* [What the task requires] Transcribe only part of the material below: the lines from the one containing "Target: white teeth" through the one containing "Exercise. Find the girl's eye", inclusive, exactly as written.

* [Raw data]
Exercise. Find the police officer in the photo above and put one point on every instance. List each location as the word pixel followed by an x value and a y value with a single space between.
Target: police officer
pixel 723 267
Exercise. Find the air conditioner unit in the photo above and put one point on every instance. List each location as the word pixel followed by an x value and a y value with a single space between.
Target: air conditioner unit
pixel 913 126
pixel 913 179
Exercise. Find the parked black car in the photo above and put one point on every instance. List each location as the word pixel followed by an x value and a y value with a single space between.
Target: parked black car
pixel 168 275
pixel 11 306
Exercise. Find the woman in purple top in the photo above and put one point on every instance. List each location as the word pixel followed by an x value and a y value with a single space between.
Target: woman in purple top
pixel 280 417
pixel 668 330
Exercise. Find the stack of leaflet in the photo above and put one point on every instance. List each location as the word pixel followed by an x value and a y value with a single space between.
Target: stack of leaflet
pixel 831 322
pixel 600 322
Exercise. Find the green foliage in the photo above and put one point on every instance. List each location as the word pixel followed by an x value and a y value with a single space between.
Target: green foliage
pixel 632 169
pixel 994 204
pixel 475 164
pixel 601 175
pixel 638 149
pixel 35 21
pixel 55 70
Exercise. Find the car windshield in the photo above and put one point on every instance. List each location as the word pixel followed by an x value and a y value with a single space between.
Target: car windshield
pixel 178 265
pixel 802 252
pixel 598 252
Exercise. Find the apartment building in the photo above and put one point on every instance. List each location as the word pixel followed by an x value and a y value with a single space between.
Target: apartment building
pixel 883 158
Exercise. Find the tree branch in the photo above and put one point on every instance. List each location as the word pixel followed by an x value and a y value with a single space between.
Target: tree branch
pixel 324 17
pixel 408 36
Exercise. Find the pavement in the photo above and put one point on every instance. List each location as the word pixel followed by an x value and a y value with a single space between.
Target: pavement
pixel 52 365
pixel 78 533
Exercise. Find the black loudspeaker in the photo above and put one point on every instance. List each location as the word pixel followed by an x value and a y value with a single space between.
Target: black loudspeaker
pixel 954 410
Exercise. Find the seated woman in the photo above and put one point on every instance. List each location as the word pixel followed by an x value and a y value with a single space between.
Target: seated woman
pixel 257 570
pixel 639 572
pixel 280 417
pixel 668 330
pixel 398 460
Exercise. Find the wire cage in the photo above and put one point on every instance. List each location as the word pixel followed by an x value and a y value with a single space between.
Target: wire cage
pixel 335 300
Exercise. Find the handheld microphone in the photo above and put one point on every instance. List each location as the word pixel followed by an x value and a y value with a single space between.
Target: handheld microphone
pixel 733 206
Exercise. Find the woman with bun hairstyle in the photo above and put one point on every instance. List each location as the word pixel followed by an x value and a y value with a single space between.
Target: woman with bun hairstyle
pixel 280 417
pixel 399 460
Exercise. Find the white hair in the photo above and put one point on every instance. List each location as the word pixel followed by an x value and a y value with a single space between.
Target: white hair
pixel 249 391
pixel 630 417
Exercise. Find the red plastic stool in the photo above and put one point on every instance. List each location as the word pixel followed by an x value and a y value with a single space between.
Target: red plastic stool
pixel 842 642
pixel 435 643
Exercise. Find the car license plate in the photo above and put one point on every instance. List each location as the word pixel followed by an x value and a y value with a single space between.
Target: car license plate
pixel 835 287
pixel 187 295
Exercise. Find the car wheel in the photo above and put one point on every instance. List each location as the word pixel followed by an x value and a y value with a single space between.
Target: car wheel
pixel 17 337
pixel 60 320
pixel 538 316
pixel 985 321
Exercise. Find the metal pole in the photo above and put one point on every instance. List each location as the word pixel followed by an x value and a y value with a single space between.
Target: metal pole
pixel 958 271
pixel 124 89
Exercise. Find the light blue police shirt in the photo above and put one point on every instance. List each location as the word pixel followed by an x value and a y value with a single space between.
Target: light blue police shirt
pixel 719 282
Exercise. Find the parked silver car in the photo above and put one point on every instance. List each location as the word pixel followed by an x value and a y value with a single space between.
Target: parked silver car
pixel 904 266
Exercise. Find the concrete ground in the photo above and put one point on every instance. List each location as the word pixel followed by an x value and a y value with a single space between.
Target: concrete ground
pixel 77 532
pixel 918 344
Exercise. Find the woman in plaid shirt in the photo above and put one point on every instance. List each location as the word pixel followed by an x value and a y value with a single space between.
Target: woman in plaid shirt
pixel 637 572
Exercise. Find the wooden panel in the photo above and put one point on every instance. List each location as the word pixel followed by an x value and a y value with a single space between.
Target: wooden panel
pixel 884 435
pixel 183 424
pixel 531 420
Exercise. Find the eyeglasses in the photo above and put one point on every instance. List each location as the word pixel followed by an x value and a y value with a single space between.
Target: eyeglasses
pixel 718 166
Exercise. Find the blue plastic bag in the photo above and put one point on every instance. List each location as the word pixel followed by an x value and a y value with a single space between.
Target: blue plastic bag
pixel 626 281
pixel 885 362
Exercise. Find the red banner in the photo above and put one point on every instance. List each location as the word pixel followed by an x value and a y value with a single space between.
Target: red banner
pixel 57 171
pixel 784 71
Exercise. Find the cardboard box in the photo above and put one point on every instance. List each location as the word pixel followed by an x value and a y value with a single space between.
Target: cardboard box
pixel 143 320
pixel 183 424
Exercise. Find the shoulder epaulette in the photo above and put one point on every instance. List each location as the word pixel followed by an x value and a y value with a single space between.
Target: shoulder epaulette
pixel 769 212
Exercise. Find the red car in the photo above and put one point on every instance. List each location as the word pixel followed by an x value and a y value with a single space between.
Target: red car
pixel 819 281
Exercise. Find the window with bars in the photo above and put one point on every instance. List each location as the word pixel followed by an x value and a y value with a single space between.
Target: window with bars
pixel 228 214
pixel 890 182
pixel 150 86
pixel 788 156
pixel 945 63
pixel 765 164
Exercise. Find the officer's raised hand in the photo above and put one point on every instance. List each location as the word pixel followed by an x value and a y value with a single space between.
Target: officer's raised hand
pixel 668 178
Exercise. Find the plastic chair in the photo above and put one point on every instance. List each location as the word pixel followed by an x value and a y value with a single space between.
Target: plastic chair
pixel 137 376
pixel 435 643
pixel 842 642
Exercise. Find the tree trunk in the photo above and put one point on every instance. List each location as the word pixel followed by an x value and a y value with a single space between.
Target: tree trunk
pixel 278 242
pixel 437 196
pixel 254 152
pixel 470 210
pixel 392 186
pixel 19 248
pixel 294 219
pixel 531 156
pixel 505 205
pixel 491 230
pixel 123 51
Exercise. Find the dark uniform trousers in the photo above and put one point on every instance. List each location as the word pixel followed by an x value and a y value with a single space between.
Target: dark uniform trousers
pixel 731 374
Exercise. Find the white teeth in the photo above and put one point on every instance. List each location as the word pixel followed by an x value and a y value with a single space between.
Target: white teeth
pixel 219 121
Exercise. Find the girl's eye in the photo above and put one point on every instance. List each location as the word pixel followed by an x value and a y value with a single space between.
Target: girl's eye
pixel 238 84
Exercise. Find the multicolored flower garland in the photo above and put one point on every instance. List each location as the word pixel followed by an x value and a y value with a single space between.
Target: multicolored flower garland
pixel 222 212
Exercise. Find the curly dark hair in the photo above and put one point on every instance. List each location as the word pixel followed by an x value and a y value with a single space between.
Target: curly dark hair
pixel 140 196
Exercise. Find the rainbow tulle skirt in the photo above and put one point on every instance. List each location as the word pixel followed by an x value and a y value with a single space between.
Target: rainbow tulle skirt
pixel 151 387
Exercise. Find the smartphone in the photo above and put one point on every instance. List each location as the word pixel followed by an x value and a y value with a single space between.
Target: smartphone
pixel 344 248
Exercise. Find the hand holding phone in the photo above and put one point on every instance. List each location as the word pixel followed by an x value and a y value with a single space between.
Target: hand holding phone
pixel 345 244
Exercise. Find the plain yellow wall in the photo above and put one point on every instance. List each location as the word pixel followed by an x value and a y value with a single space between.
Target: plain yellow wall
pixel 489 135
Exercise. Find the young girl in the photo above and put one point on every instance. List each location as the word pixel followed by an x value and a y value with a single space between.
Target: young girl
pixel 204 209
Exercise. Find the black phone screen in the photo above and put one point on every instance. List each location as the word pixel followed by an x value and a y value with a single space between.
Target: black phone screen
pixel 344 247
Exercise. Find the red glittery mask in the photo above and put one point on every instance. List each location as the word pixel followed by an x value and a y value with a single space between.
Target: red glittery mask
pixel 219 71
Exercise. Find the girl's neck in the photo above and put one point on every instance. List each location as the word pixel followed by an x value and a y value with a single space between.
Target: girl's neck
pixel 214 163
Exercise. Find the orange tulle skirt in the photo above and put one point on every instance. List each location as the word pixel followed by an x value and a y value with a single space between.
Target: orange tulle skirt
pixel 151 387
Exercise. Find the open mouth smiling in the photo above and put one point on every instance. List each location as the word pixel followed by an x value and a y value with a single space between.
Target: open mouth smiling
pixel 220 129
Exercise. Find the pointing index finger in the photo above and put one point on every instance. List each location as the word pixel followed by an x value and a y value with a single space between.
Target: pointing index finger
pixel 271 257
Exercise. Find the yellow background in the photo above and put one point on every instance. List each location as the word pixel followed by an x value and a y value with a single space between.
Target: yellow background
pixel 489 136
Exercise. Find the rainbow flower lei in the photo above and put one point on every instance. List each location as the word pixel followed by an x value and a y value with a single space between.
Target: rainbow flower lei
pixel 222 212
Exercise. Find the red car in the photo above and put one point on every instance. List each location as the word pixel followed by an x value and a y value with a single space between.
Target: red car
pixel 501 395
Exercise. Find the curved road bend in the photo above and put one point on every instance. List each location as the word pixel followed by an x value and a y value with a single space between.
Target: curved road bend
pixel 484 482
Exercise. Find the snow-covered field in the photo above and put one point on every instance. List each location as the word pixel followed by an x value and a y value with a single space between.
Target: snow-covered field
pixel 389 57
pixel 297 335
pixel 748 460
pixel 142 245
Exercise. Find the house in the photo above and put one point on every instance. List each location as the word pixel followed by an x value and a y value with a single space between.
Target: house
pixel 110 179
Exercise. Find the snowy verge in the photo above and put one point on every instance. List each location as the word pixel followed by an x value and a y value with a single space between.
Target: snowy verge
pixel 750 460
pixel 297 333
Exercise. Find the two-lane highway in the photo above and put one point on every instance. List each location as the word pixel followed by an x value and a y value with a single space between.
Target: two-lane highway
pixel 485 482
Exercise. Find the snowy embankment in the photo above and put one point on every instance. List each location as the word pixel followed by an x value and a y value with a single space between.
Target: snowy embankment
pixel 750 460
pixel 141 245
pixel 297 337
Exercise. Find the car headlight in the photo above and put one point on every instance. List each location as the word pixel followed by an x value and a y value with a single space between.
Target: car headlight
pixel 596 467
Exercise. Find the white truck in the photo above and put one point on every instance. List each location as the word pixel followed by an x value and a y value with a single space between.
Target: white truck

* [Exercise response]
Target: white teeth
pixel 219 121
Exercise. Find the girl's eye in the photo above and put one point on every instance. List each location as the word pixel followed by an x value and a y value with a single space between.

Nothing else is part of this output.